> _What to work on_
Edit the lines from the first one up to and including the line with "target: yellow flower cluster", swapping "yellow" for "orange" and leaving everything else the same. Give back only those lines.

start Stored data

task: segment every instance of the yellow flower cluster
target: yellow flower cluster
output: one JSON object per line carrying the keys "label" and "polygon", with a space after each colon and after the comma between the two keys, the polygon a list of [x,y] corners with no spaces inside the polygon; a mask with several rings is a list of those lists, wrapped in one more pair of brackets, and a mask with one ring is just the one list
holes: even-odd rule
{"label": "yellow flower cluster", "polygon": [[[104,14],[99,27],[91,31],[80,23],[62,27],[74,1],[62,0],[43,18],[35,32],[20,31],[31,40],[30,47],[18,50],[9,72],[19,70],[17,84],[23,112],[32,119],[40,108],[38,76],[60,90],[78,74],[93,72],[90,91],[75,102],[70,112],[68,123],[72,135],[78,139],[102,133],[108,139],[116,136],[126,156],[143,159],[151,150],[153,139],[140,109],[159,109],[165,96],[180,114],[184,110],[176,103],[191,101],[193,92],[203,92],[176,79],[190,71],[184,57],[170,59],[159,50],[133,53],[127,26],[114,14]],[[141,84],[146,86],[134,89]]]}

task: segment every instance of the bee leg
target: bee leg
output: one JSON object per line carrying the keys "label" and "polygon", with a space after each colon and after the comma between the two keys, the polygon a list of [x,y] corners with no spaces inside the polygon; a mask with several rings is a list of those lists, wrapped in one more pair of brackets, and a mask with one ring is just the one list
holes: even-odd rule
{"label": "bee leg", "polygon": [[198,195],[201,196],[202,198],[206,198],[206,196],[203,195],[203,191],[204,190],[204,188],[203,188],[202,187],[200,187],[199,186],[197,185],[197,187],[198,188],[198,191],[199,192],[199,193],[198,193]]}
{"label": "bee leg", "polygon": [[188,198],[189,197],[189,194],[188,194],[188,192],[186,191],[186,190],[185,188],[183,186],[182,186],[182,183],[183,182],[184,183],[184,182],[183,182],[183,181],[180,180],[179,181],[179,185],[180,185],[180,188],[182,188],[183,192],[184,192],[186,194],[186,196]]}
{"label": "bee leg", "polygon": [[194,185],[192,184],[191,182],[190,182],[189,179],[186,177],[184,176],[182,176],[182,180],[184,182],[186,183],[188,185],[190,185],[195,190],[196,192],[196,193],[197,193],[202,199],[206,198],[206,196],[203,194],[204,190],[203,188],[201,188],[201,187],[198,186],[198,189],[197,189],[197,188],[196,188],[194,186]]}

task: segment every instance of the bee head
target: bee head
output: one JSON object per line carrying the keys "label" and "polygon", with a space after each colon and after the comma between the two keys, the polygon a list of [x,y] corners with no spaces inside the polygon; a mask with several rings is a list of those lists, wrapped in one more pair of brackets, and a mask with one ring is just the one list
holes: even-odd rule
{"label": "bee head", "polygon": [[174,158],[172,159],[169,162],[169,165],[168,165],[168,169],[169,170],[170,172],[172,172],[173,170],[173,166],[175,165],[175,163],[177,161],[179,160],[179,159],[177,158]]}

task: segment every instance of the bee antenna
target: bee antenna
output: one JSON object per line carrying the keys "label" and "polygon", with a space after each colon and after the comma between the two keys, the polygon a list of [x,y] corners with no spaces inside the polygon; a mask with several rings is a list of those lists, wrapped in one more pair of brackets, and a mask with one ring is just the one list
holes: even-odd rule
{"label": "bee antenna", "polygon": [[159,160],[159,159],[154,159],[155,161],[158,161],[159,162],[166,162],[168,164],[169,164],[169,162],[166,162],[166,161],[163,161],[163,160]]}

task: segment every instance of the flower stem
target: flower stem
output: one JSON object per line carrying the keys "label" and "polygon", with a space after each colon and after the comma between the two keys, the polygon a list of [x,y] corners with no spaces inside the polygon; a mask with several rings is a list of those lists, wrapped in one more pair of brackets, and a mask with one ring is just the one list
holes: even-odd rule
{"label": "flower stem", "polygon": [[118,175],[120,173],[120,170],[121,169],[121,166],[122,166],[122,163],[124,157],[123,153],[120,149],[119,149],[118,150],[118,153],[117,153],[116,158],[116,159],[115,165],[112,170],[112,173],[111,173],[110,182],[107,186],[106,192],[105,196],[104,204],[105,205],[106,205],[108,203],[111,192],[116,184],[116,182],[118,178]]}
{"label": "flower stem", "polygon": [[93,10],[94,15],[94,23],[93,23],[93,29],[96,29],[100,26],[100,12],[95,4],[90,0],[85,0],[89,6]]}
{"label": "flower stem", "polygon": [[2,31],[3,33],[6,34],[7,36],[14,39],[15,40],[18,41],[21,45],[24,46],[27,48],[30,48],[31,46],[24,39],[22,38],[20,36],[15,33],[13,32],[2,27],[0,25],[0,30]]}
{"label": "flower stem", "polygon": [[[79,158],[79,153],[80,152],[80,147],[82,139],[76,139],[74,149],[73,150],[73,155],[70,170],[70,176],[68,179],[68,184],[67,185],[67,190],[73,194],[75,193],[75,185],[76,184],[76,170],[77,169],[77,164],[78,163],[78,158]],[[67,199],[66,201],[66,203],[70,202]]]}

end Stored data

> _The result_
task: segment every instance of the orange flower cluster
target: orange flower cluster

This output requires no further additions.